[Entries taken from a collection]
+-------+
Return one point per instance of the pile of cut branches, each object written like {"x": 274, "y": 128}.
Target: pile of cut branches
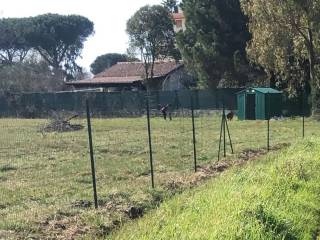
{"x": 60, "y": 122}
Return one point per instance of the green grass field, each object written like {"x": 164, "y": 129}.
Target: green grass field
{"x": 45, "y": 180}
{"x": 276, "y": 197}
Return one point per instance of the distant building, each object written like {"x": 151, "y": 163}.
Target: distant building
{"x": 168, "y": 76}
{"x": 179, "y": 19}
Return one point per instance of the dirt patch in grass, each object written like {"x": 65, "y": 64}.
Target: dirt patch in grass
{"x": 118, "y": 207}
{"x": 214, "y": 169}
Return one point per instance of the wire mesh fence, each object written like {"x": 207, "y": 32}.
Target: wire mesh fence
{"x": 45, "y": 161}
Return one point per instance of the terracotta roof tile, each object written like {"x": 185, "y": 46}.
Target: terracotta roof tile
{"x": 129, "y": 72}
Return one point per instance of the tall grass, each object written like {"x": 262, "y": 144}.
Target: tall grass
{"x": 274, "y": 198}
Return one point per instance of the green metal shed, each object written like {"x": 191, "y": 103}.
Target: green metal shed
{"x": 259, "y": 103}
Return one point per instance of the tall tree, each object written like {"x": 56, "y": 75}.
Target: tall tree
{"x": 106, "y": 61}
{"x": 14, "y": 44}
{"x": 59, "y": 39}
{"x": 285, "y": 38}
{"x": 216, "y": 35}
{"x": 171, "y": 5}
{"x": 151, "y": 31}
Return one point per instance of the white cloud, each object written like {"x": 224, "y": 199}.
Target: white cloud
{"x": 109, "y": 17}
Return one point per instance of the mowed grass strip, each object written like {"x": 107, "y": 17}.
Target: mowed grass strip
{"x": 274, "y": 198}
{"x": 42, "y": 176}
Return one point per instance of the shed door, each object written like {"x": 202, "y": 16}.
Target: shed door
{"x": 251, "y": 107}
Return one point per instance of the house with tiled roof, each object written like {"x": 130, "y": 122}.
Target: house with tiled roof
{"x": 168, "y": 75}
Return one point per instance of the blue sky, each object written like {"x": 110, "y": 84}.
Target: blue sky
{"x": 109, "y": 17}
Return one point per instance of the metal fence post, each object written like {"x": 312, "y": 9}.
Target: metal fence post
{"x": 93, "y": 171}
{"x": 224, "y": 132}
{"x": 150, "y": 141}
{"x": 268, "y": 123}
{"x": 303, "y": 115}
{"x": 193, "y": 135}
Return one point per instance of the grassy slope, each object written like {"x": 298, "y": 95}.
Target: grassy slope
{"x": 276, "y": 198}
{"x": 42, "y": 176}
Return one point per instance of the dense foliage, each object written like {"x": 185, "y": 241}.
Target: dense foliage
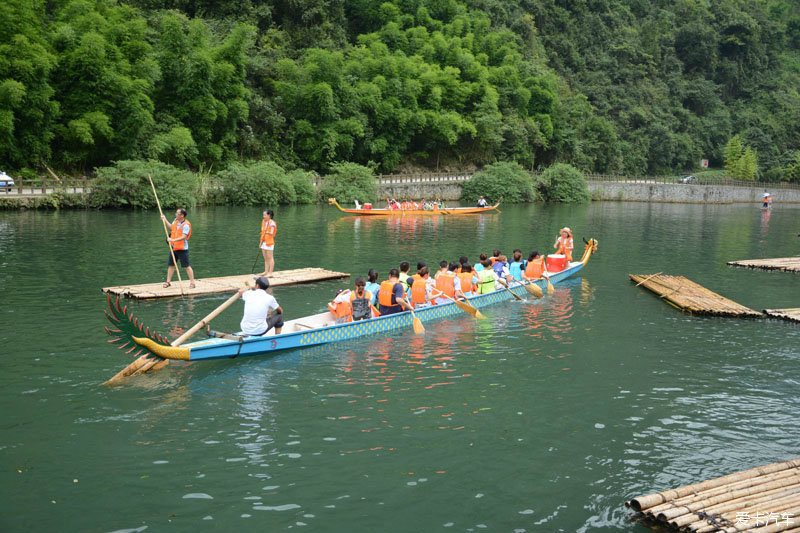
+-------+
DIRECTIONS FOR THIS TASK
If a line in the data above holds the string "dense", copy it.

COMPLETED EXERCISE
Return one point per instance of the dense foliage, each object written like {"x": 185, "y": 241}.
Target: dense foliage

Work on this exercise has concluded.